**Description of the task:** Give again, unaltered, the lines of the listing below that run from the line having "Thank you for the photo. Could you please annotate the person" through the line having "Thank you for the photo. Could you please annotate the blue".
/---
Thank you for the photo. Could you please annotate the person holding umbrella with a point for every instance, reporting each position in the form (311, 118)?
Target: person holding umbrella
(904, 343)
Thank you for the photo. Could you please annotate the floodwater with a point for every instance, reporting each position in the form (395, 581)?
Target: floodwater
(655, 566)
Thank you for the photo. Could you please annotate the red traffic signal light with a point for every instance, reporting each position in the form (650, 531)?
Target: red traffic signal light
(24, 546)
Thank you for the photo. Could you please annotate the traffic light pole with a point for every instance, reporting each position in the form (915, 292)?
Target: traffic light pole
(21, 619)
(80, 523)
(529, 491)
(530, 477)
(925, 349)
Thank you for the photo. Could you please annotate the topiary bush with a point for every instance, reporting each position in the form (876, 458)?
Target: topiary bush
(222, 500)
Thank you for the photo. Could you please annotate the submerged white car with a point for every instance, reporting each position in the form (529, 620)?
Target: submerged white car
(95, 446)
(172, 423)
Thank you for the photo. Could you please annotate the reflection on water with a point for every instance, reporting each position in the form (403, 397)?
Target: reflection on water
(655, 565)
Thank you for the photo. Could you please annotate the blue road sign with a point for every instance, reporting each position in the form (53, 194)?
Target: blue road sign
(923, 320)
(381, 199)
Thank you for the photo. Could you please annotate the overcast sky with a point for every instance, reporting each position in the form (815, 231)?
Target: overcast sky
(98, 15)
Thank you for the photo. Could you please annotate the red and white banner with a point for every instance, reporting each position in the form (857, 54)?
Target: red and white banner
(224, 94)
\---
/---
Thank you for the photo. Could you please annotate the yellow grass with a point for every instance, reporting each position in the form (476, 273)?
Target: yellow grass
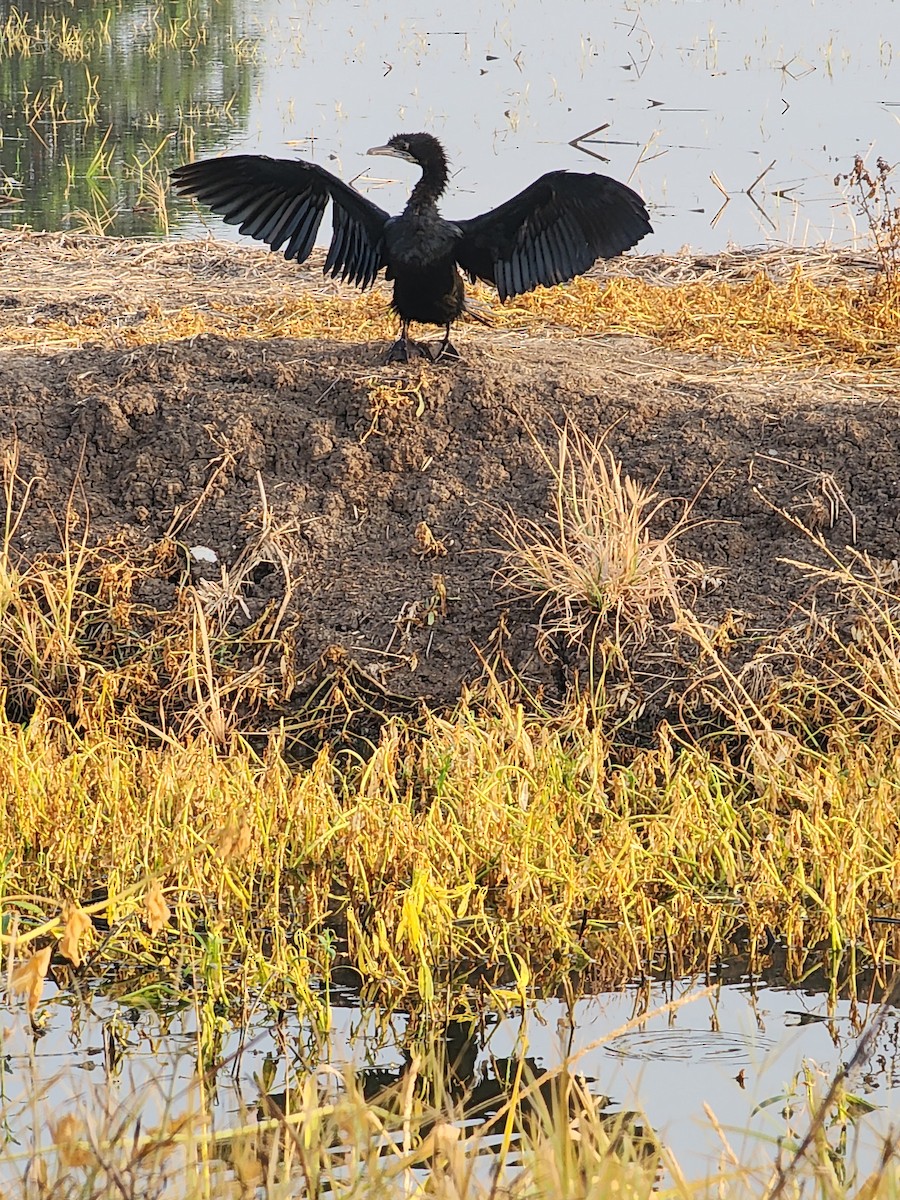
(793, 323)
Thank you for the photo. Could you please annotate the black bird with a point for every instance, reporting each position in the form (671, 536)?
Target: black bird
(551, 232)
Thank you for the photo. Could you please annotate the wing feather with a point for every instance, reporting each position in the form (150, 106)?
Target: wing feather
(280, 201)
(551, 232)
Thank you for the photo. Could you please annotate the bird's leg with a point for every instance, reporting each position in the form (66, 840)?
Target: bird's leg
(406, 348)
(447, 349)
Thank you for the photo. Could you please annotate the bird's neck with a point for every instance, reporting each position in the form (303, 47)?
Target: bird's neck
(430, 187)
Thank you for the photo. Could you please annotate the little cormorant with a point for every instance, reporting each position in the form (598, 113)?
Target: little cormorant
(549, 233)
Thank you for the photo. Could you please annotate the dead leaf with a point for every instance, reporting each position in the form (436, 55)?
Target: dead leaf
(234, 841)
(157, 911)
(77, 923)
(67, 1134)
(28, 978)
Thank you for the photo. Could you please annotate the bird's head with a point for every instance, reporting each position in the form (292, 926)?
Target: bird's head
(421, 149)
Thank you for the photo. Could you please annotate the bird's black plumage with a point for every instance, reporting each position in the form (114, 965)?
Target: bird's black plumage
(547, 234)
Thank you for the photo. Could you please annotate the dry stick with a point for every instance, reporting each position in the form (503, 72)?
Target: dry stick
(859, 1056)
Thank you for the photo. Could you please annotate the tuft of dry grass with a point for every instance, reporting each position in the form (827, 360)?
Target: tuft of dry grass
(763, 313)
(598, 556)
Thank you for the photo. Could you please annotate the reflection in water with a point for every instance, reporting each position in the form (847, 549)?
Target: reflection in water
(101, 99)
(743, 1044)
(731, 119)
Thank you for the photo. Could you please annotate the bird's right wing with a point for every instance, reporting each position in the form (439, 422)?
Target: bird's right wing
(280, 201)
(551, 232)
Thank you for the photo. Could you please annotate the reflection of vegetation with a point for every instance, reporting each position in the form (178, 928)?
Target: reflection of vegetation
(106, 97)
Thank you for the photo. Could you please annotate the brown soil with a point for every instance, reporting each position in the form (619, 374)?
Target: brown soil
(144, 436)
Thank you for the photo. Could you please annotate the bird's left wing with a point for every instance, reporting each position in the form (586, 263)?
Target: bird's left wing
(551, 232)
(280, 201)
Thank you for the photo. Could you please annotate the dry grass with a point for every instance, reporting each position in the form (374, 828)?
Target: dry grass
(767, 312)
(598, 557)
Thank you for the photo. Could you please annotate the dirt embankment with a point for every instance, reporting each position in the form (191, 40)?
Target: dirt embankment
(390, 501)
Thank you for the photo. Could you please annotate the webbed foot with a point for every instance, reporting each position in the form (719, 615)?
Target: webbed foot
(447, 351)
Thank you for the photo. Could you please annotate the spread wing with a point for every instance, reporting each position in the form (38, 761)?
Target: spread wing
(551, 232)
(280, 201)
\---
**Final answer:**
Thank you for the photo. Could you please annotate the person holding umbrella with a point for every instance, reporting each position in the form (311, 118)?
Target: person holding umbrella
(904, 343)
Thank you for the photo. Could you please annotate the floodwater with a point for every instance, reporting each position in the form (395, 581)?
Target: floodwater
(655, 566)
Thank you for the photo. Could you please annotate the red traffic signal light with a point for every instance, reporting each position in the form (650, 531)?
Target: red traffic signal light
(24, 546)
Thank you for the photo. Could you please annotate the traffic light pole with a point for every instance, reporting each position in the form (915, 292)?
Target: traffic light pole
(21, 619)
(80, 523)
(529, 491)
(530, 477)
(925, 349)
Thank you for the photo. Could you please annotate the topiary bush with a point for every instance, reporting each position in the form (876, 458)?
Target: topiary bush
(222, 500)
Thank you for the photo. Could you please annotate the submerged white car with a point for every instance, reporting each position in the form (529, 620)?
Target: submerged white car
(95, 446)
(172, 423)
Thank you for the photo. Could you please annotate the reflection on water with a point for every instance, reporting each position in the form (403, 397)?
Target: reflection on water
(655, 565)
Thank you for the photo. Could you please annotate the blue road sign with a point for every instance, reporting each position in the form (53, 194)?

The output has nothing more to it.